▶ _Task brief_
All lines in the data below carrying the string "brackets" are to be located and copied.

▶ _Provided records_

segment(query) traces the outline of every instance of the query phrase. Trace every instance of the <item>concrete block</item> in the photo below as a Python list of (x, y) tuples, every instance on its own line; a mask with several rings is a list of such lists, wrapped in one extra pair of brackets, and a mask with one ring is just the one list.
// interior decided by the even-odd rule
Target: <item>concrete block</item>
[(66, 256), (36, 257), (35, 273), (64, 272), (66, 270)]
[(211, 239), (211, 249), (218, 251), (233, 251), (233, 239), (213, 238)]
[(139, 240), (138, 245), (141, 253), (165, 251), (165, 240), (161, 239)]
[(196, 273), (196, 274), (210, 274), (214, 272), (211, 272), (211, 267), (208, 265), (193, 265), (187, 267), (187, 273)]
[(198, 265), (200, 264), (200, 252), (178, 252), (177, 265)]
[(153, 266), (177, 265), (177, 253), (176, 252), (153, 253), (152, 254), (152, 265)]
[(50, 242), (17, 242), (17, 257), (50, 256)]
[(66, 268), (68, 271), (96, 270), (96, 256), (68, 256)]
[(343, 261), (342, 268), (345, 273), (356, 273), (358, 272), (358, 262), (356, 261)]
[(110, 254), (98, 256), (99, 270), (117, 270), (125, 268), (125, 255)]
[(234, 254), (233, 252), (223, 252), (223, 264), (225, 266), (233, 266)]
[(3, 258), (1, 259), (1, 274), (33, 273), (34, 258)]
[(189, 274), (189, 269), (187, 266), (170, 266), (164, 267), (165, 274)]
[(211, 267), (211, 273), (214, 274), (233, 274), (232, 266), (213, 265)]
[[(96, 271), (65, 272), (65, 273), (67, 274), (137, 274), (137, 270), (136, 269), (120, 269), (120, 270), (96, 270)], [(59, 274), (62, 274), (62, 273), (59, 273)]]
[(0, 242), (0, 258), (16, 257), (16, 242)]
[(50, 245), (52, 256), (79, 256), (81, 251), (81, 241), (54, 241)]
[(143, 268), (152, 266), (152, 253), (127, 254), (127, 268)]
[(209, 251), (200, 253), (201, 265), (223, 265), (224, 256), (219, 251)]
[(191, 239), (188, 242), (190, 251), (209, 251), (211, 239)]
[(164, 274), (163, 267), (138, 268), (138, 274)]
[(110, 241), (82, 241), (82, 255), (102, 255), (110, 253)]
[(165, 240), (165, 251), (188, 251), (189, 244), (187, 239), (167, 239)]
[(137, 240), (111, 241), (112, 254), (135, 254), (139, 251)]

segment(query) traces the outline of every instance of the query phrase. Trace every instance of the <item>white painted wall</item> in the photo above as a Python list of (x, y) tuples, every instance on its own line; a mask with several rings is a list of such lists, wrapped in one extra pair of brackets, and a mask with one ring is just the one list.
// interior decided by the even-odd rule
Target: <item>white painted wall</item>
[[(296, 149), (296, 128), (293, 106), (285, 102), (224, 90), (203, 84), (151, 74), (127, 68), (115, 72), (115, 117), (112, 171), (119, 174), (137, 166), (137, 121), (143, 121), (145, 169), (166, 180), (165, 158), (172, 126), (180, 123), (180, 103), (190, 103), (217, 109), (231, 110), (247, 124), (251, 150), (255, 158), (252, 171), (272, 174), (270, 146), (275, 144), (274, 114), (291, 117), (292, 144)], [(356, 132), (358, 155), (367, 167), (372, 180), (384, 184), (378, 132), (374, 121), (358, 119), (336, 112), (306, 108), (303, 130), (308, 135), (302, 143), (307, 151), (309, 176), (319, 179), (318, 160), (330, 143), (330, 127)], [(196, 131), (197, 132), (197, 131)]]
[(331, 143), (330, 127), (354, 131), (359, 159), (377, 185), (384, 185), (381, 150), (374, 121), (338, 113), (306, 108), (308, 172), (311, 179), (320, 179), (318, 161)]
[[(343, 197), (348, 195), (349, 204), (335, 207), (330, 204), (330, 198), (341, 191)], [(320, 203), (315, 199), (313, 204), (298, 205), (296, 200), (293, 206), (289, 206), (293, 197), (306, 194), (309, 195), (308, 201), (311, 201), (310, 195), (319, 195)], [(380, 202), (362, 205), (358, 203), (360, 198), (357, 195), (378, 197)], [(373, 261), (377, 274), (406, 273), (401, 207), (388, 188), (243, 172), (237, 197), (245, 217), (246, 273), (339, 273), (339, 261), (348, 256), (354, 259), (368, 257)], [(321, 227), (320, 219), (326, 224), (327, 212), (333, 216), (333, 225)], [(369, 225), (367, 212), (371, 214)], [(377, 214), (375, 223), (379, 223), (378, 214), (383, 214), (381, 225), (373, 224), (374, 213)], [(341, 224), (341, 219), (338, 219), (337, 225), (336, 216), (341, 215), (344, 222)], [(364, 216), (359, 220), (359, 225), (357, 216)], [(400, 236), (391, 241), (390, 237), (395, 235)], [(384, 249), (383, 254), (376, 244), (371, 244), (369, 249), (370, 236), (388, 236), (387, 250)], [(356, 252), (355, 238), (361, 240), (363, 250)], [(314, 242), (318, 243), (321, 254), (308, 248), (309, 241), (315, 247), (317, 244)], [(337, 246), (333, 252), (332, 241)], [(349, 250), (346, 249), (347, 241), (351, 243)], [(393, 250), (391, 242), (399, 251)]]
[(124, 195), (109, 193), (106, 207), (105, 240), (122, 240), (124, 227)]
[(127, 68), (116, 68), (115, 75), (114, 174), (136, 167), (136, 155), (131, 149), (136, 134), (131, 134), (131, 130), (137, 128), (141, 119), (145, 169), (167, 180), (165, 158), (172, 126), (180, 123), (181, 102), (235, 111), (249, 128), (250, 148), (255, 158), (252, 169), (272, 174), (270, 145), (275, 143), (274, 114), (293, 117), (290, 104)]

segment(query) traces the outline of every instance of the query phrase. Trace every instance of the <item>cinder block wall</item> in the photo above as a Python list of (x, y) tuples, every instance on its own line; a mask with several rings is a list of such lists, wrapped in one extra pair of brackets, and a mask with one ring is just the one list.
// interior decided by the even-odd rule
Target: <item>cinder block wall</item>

▶ _Response to the task_
segment(query) traces the outline of every instance of the query phrase. Trace every instance of the <item>concrete block</item> in the photo below as a Python list of (x, y) tuples, every instance on its own line; a mask with several rings is a list of such lists, wrapped in one extra pair of brackets, and a mask with one ring is just the one list.
segment(query) traces the outline of every instance of the query phrase. Trace every instance of the <item>white painted wall</item> in the photo above as a Python list of (x, y) tuples, every instance on its own line; a mask with several rings is a list of such lists, wrapped in one extra pair of brackets, and a mask with one ring is just the one list.
segment(query) traces the outline of every instance of the query phrase. Trace every instance of the <item>cinder block wall</item> in the photo above as a Python list of (x, y) tuples, every instance on its own line; a mask with several rings is a list of such lists, wrapped in one extra pair of brackets, and a mask with one ring is just the one list.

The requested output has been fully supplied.